• _GOAL_
Give the data below again exactly as written, without its pictures.

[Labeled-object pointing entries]
□ □ □ □ □ □ □
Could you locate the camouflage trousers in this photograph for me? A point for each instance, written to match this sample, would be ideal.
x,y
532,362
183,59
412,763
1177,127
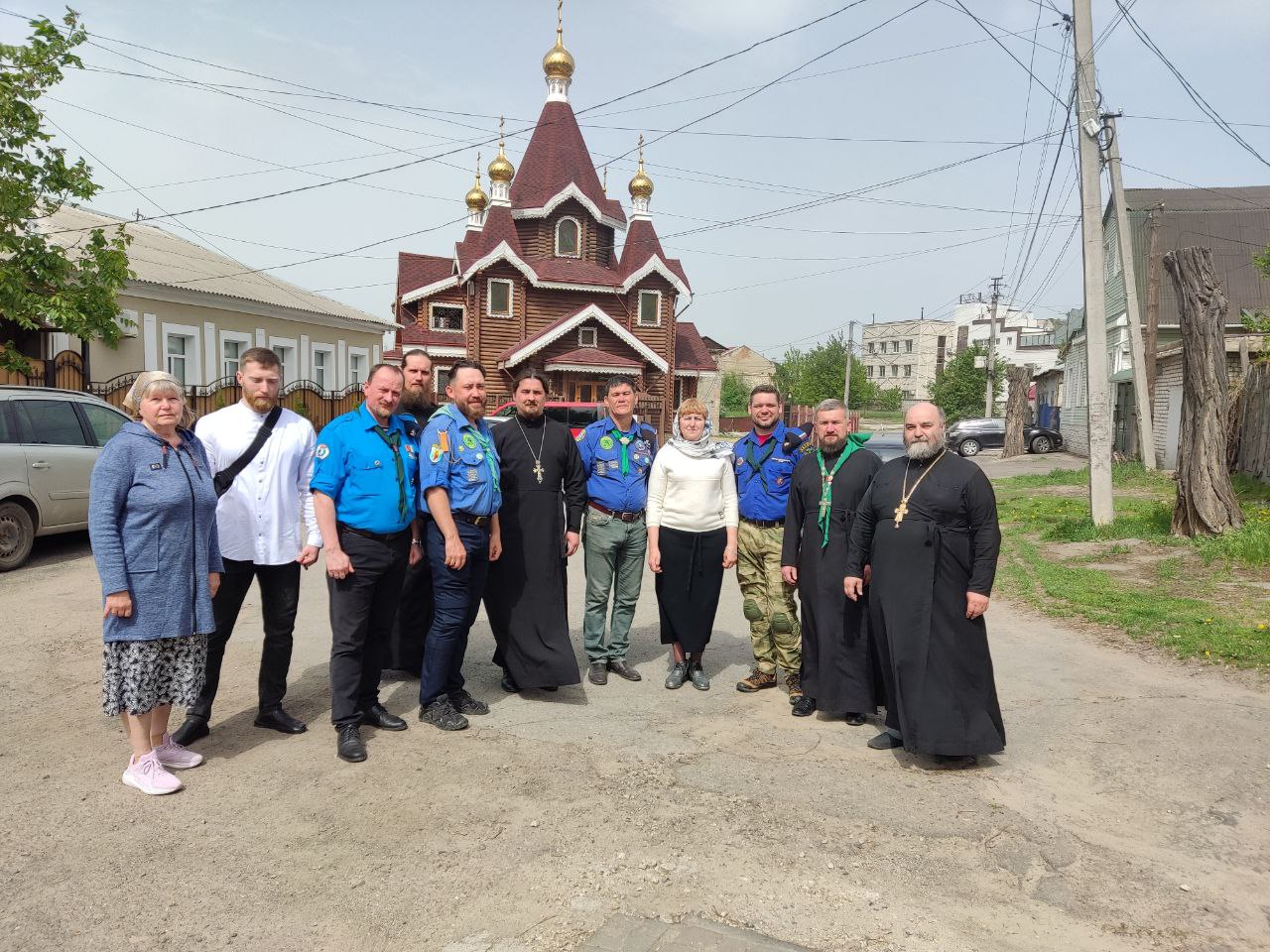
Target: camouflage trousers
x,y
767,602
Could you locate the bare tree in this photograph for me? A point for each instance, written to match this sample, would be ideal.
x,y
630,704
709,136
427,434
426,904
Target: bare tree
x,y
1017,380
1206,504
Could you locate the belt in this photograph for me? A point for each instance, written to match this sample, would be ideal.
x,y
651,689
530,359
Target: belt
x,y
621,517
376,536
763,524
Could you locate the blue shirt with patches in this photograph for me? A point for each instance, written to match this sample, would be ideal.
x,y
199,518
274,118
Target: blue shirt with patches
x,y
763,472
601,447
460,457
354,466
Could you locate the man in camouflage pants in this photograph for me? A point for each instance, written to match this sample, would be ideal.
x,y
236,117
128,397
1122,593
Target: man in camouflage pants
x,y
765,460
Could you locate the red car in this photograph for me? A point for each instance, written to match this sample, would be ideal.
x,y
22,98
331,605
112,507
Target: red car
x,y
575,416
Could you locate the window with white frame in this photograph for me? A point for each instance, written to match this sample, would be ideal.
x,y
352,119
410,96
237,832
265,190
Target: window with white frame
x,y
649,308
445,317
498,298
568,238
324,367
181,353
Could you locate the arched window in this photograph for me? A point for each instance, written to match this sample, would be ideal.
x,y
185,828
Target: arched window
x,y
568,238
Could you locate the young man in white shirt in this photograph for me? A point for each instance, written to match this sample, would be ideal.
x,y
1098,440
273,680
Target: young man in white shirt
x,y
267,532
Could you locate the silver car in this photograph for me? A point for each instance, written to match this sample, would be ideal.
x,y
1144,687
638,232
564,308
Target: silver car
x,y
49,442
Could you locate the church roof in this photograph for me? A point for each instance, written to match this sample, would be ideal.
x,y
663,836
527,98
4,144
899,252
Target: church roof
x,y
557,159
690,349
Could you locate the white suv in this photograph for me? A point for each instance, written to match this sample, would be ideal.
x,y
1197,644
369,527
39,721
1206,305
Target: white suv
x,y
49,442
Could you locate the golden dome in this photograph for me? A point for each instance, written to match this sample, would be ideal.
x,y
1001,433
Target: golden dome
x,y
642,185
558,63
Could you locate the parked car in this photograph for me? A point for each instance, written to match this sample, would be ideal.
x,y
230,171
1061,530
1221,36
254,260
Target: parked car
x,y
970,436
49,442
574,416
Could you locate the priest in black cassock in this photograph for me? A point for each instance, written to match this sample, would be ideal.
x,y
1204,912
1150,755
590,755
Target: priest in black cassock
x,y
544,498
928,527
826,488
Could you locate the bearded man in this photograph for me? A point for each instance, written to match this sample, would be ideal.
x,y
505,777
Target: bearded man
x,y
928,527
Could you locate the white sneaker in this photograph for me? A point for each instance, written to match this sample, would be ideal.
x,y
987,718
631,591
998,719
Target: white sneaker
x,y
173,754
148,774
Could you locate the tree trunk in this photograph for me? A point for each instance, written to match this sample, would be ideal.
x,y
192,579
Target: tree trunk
□ □ □ □ □ □ □
• _THE COMPLETED TASK_
Could you locate the camouflage trousers in this photograph for me? A point for each instance, written to match this sample, would be ideal.
x,y
532,362
183,59
412,763
1177,127
Target: camouflage trousers
x,y
767,602
Could you locate the bare tree in this photograph for me? A point for each instance, written to match this sample, would be ideal.
x,y
630,704
709,136
427,434
426,904
Target: bare tree
x,y
1017,380
1206,504
Could you locate the belt in this photograph for me? A point for each instance, written to match this sample, would be ideal.
x,y
651,689
530,359
Target: belt
x,y
621,517
376,536
763,524
Could you locate the blue shirt with patches in this photograph for me? A point for each instance, written to match this sample, would be ideal.
x,y
199,518
274,118
Target: blue shirt with patches
x,y
763,472
601,447
460,457
354,466
Could you locate the man in camouflage pants in this photograph for me? A point for each instance, written to match this sample, would be ideal.
x,y
236,117
128,397
1122,593
Target: man in camouflage pants
x,y
765,460
Could you locate the red car in this photograph for me? A point for each instance, written to match this sample, would be ideal.
x,y
22,98
331,605
112,507
Target: red car
x,y
575,416
Could you locate the window with white frame in this photograph for me? A point for each instance, written to match this sample, would be ideal.
x,y
352,119
410,96
237,832
265,190
Target: window with white frame
x,y
649,308
445,317
498,298
568,238
324,367
181,353
Could you locate the arched window in this photograph for me? A point for each instance, written to match this sample, would be ideal.
x,y
185,828
Target: arched window
x,y
568,238
Could you locate the young man in white shirt in this photograph for me? A point for each instance, written to match this sample, would be ideal.
x,y
1098,440
273,680
Target: young man in white shirt
x,y
267,532
Could you locate the silver car in this photograph for me? A point for each instance, written to match this sample, would be ideal.
x,y
1144,687
638,232
564,308
Target: silver car
x,y
49,442
Could you locate the church roof in this photograph for me? A point for each instance, written to match this sample, would be ideal.
x,y
663,836
527,98
4,144
899,252
Target: church roof
x,y
557,159
690,349
Could you locate the white suv in this photograph for me? A point for each instance, written to match this sample, would be ideal.
x,y
1197,644
369,527
39,721
1206,305
Target: white suv
x,y
49,442
Could you locate the golden dome in this photograph for me? A point for each instance, written to match this sample, would be ideal.
x,y
1001,433
Target: golden dome
x,y
642,185
558,63
Could you locate the parked car in this photograph for me? A point for each instance, written to match this sample, would be ideal.
x,y
230,171
1061,530
1221,36
254,260
Target: parked car
x,y
970,436
49,442
574,416
Could you locate the priest in black cassock in this photograph for me? A point for each instance, written to match this sample, would be ideal.
x,y
1204,912
1150,755
590,755
Target: priest in black cassock
x,y
544,498
928,527
826,488
Could you locate the bearded man in this photograph for me? A point for each instance, written to match this sample, would be ideal.
x,y
505,777
Target: bearded man
x,y
928,527
Could you locate the white sneaker in this photograph for me? A point for each instance, written to match this sample, would be ideal.
x,y
987,718
631,591
998,719
Target: white sneaker
x,y
173,754
148,774
Could you locate the tree trunk in this photograph for me? A point for each instance, written to match this sample, would be ideal.
x,y
192,579
Target: tree trunk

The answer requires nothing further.